## Your goal
Could you retype the records below exactly as they appear, skipping any pictures?

## Records drawn from a dataset
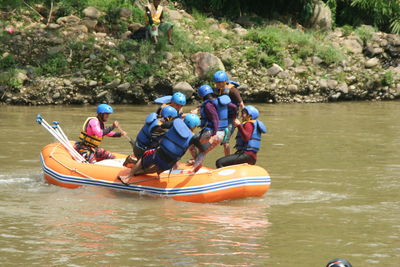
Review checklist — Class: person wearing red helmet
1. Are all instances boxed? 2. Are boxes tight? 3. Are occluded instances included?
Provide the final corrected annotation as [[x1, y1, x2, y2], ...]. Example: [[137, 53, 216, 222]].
[[75, 104, 127, 163]]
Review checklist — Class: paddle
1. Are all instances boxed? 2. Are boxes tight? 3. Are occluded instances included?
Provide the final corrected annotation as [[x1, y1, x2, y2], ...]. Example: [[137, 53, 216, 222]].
[[154, 95, 172, 104], [116, 125, 135, 149]]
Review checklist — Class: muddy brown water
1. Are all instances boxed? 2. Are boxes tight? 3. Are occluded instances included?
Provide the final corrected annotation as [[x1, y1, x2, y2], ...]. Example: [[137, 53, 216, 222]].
[[0, 102, 399, 266]]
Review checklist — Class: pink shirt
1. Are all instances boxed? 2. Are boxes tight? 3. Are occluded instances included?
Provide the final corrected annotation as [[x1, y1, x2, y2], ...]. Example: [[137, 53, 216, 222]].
[[86, 118, 117, 137]]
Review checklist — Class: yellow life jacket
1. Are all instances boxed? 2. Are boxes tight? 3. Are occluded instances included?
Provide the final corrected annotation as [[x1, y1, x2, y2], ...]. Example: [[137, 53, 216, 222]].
[[146, 3, 163, 25], [242, 119, 256, 125], [79, 117, 103, 148]]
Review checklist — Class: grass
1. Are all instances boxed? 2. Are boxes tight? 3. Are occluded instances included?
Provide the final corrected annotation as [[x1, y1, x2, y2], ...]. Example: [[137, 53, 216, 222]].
[[354, 25, 377, 44], [245, 25, 344, 67]]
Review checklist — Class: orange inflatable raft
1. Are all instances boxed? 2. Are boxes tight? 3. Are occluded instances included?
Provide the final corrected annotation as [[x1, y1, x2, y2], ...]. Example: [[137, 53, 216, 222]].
[[40, 142, 271, 203]]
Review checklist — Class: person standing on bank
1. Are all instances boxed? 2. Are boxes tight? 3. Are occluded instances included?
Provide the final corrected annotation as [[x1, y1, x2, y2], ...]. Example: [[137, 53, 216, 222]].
[[215, 105, 266, 168], [75, 104, 127, 163], [145, 0, 174, 45]]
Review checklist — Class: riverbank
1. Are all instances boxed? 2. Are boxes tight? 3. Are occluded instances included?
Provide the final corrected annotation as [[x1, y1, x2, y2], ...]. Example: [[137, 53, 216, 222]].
[[1, 2, 399, 105]]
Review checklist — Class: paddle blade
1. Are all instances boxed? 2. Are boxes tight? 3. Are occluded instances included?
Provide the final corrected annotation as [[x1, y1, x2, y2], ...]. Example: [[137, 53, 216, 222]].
[[154, 95, 172, 104]]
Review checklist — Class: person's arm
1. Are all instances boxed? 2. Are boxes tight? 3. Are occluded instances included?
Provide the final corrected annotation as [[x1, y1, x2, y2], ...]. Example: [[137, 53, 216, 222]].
[[161, 120, 173, 129], [227, 102, 238, 120], [145, 7, 154, 25], [230, 87, 244, 109], [236, 122, 254, 142], [204, 102, 219, 136], [160, 10, 164, 23]]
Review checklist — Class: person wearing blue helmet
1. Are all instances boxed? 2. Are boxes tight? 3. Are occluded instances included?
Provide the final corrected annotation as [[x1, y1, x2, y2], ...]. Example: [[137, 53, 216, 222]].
[[215, 105, 266, 168], [119, 114, 203, 184], [326, 259, 352, 267], [185, 84, 237, 171], [129, 105, 178, 163], [212, 70, 244, 156], [75, 104, 127, 163], [156, 92, 186, 117]]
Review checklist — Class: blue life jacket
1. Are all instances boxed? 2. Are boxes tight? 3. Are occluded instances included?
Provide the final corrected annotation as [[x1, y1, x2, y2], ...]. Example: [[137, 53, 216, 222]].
[[136, 113, 160, 148], [200, 99, 217, 130], [212, 95, 231, 130], [236, 120, 267, 152], [160, 119, 193, 162]]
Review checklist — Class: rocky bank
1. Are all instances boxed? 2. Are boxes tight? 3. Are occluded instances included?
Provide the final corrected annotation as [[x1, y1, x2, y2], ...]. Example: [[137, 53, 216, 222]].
[[1, 3, 400, 105]]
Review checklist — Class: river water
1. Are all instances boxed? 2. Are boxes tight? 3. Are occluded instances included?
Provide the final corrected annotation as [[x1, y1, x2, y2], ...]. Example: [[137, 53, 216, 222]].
[[0, 102, 399, 266]]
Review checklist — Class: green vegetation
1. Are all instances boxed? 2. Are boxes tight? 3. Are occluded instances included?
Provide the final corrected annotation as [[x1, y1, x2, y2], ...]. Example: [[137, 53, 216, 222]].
[[382, 71, 394, 87], [177, 0, 400, 34], [245, 26, 344, 67], [37, 53, 69, 76], [354, 25, 377, 44], [0, 54, 16, 71]]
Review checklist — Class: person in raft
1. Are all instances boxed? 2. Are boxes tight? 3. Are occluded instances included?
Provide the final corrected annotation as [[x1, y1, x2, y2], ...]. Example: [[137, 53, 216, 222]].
[[186, 84, 237, 171], [326, 258, 352, 267], [75, 104, 127, 163], [215, 105, 266, 168], [212, 70, 244, 156], [126, 105, 178, 166], [118, 114, 201, 184], [156, 92, 186, 118], [145, 0, 174, 45]]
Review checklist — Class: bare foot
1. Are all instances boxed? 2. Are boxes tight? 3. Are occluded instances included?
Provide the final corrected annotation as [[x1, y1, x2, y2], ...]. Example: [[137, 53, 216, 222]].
[[117, 175, 131, 185]]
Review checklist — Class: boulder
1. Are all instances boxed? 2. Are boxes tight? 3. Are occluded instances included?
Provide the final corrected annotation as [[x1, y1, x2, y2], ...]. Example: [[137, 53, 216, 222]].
[[105, 79, 121, 89], [343, 38, 363, 54], [81, 19, 98, 32], [173, 81, 194, 98], [83, 7, 101, 19], [119, 8, 132, 19], [191, 52, 225, 79], [308, 0, 332, 31], [47, 23, 61, 30], [337, 82, 349, 94], [47, 45, 64, 55], [233, 26, 248, 36], [267, 64, 283, 76], [165, 8, 184, 21], [365, 58, 380, 68], [56, 15, 81, 26]]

## Exercise result
Review checklist — Class: person wearing red helmet
1. Are all instances boxed? 2. Are boxes tight? 3. Are occluded instances included?
Provide the final corrected annotation as [[x1, y1, x2, y2], ...]. Example: [[137, 53, 216, 222]].
[[75, 104, 127, 163]]
Review checklist — Class: paddle
1. Are all instances boxed? 2. Are boxes tight? 3. Are occluded instances included?
Provide the final corrected annotation as [[x1, y1, x2, y2], ...]. Example: [[137, 53, 216, 222]].
[[154, 95, 172, 104], [116, 125, 135, 149]]
Review checklist — Class: muddy brown water
1. Are all instances boxed? 2. Are boxes tight? 3. Are occluded instances included?
Provide the final corrected annotation as [[x1, y1, x2, y2], ...]. Example: [[137, 53, 216, 222]].
[[0, 102, 399, 266]]
Review checklist — Class: pink shirt
1. Are all instances boxed? 2. Are boxes tight? 3. Are occluded instances included?
Provide the final corrected annotation as [[x1, y1, x2, y2], ...]. Example: [[137, 53, 216, 222]].
[[86, 118, 117, 137]]
Review checklist — Class: yellow life jacket
1. Are all instances boxed? 2. Are boxes tight? 3. Are occluded instances included?
Provide the final corrected annotation as [[x1, y1, x2, y2], ...]. Example: [[137, 53, 216, 222]].
[[146, 3, 163, 25], [242, 119, 256, 125], [79, 117, 103, 148]]
Review checklist — Class: grass
1. Are all instances boxed? 2. Are boxes tight? 3. Are occluded instances included?
Provide the final corrected annotation as [[x1, y1, x2, y2], ...]. Example: [[137, 53, 216, 222]].
[[354, 25, 377, 44], [245, 25, 344, 67]]
Review checklist — Class: orange inflatable raft
1. Are all instances boxed? 2. Are boxes tight? 3. Are occluded instances included?
Provide the final corrected annotation as [[x1, y1, x2, y2], ...]. Example: [[137, 53, 216, 222]].
[[40, 142, 271, 203]]
Review checklist — Class: person standing on bank
1. Are all instances boxed? 2. Are boxes tight? 3. Are occluded instances included?
Provide the final corrected annotation as [[x1, y1, x2, y2], ...]. Example: [[137, 53, 216, 222]].
[[215, 105, 266, 168], [75, 104, 127, 163], [145, 0, 174, 45]]
Review checklist — Class: riverbank
1. Are all instances boxed? 2. Are boxes tight? 3. Are occluded instances included?
Provide the final corrected annotation as [[x1, y1, x2, y2], ...]. Example: [[137, 53, 216, 222]].
[[1, 2, 399, 105]]
Review checklist — Class: paddle blade
1. Are all instances boxed? 2. Are boxes tight? 3. Are occluded instances included?
Provide the final corrected annotation as [[x1, y1, x2, y2], ...]. Example: [[137, 53, 216, 222]].
[[154, 95, 172, 104]]
Review checklist — Class: person's arm
1. Are all instances boxed? 2. Are boxes tight? 3. Are occluded instances included?
Provide the final corrected annotation as [[x1, y1, x2, y2], ...]. Example: [[137, 53, 216, 222]].
[[161, 120, 173, 129], [227, 102, 238, 120], [145, 7, 154, 25], [230, 87, 244, 109], [236, 122, 254, 142], [204, 102, 219, 136], [160, 10, 164, 23]]
Review checklist — Class: person wearing blue helmet
1. Are all instances boxed? 2. Are boxes tight? 3. Are occluded instances included?
Provide the final corrected annotation as [[x1, y1, x2, y2], ...]. Example: [[137, 53, 216, 222]].
[[215, 105, 266, 168], [119, 114, 203, 184], [326, 259, 352, 267], [185, 84, 237, 171], [129, 105, 178, 163], [212, 70, 244, 156], [75, 104, 127, 163], [156, 92, 186, 117]]
Review checklist — Class: blue life jacket
1. Are all instances boxed? 2. Are boxes tight? 3. Are occluded instances included?
Provide the final corrected annotation as [[x1, y1, x2, y2], ...]. Example: [[137, 53, 216, 222]].
[[136, 113, 160, 148], [200, 99, 217, 130], [212, 95, 231, 130], [236, 120, 267, 152], [160, 119, 193, 162]]
Review checklist — Class: rocky bank
1. Are all instances boxed? 2. Are boxes tight? 3. Are occluded instances included?
Provide the final corrected annotation as [[x1, y1, x2, y2], ...]. Example: [[137, 53, 216, 222]].
[[1, 3, 400, 105]]
Review checklist — Class: river water
1. Are all instances boxed? 2. Are boxes tight? 3. Are occluded instances included?
Provide the final corrected annotation as [[x1, y1, x2, y2], ...]. Example: [[137, 53, 216, 222]].
[[0, 102, 399, 266]]
Review checklist — Class: green vegetation
1. Are all instances boxed? 2. Are boxes tight? 3. Are occluded instances included?
Provide the final corrected annotation as [[x1, y1, x2, y2], ...]. Example: [[137, 53, 216, 222]].
[[382, 71, 394, 87], [177, 0, 400, 34], [245, 26, 344, 67], [37, 53, 69, 76], [354, 25, 377, 44], [0, 54, 16, 71]]
Review checklist — Class: person in raft
1. Are all instances boxed? 2. Are boxes tight? 3. Are occluded instances included?
Provide the final corrected annotation as [[x1, y1, x2, y2], ...]. Example: [[137, 53, 216, 222]].
[[186, 84, 237, 171], [326, 258, 352, 267], [75, 104, 127, 163], [215, 105, 266, 168], [212, 70, 244, 156], [126, 105, 178, 166], [118, 114, 201, 184], [156, 92, 186, 118], [145, 0, 174, 45]]
Review checklist — Class: bare foot
1. Are all instances boxed? 2. Are boxes tight? 3. Are occluded instances included?
Provide the final corrected annotation as [[x1, y1, x2, y2], ...]. Example: [[137, 53, 216, 222]].
[[117, 175, 131, 185]]
Review checklist — Class: boulder
1. Are all instances boxed? 2. Are boxes tight? 3. Are occluded instances included?
Provide the final corrected annotation as [[x1, y1, x2, y2], ...]. Example: [[137, 53, 216, 222]].
[[105, 79, 121, 89], [343, 38, 363, 54], [81, 19, 98, 32], [173, 81, 194, 98], [83, 7, 101, 19], [119, 8, 132, 19], [191, 52, 225, 79], [308, 0, 332, 31], [47, 23, 61, 30], [337, 82, 349, 94], [47, 45, 64, 55], [233, 26, 248, 36], [267, 64, 283, 76], [165, 8, 184, 21], [365, 58, 380, 68], [56, 15, 81, 26]]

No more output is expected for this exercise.